### MATERIAL SHOWN
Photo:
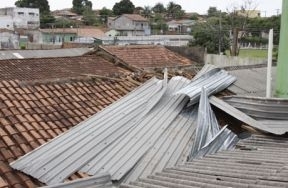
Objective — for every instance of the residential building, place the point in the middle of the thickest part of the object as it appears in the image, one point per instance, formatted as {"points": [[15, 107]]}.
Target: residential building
{"points": [[22, 18], [8, 39], [249, 13], [6, 22], [60, 35], [130, 25], [181, 26]]}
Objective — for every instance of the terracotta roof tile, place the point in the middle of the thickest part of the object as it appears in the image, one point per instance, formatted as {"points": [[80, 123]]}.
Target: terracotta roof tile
{"points": [[53, 68], [146, 57], [39, 112]]}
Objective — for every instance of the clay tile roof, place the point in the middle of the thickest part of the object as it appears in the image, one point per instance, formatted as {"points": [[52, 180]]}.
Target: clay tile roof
{"points": [[135, 17], [31, 115], [57, 68], [148, 56]]}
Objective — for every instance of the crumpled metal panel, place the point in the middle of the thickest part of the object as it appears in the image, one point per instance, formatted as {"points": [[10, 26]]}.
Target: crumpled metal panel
{"points": [[266, 126], [98, 181], [170, 150], [117, 138], [260, 108], [213, 81], [207, 125], [56, 160], [209, 138]]}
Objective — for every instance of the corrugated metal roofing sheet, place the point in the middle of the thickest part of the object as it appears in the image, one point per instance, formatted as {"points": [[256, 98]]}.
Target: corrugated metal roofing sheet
{"points": [[98, 181], [272, 114], [260, 108], [23, 54], [259, 161], [213, 80], [251, 82], [117, 138]]}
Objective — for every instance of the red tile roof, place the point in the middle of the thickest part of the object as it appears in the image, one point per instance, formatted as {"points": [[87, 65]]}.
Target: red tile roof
{"points": [[148, 56], [82, 32], [33, 114], [55, 68]]}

### PROBLEM DETAILS
Please copy out the whole listing exactly as it stands, minus the pictures.

### ANSWER TO THIS PROBLEM
Photo:
Objective — for every instance of the residential building, place the point in the middle of the thickest part of the object as it appears in the image, one point per instance, formatted as {"points": [[15, 107]]}.
Target: residential building
{"points": [[22, 18], [8, 39], [249, 13], [6, 22], [60, 35], [130, 25], [181, 26]]}
Objective — for every instance of the terracotta roof tile, place the point in the middle of the thickest part of the object as it appears in the image, one point per instance, formatted as {"points": [[80, 123]]}.
Target: terracotta roof tile
{"points": [[53, 68], [146, 57], [39, 112]]}
Objective — for every instance of the clay tile roof, place the point in the middle of the thickest part of the object as it appears in the image, one point per instance, formatted as {"points": [[52, 180]]}.
Target: clay tile roof
{"points": [[135, 17], [31, 115], [57, 68], [148, 56]]}
Objective — for every instance of the crumpled metal panel, place the point in the middle of the thickest part of the object as it appears in the image, one point per instance, formatted as {"points": [[10, 26]]}.
Target: crumpled metal panel
{"points": [[266, 126], [98, 181], [170, 150], [117, 138], [260, 108], [213, 81], [207, 125], [56, 160], [209, 138]]}
Objective — for every instance of the corrugated metal roofing sheet, place the point in the middle of the thickest part of the object as it appears in the image, one point per instance, formatted as {"points": [[256, 98]]}.
Target: corrugated metal roofing sheet
{"points": [[98, 181], [272, 114], [260, 108], [23, 54], [259, 161], [213, 80], [251, 82], [117, 138]]}
Objective — for every instance of the red tile roof, place the point in the middle of the thickest part of the object as it appears in the image, one point per instance, formatted as {"points": [[87, 65]]}.
Target: red tile roof
{"points": [[148, 56], [82, 32], [33, 114], [55, 68]]}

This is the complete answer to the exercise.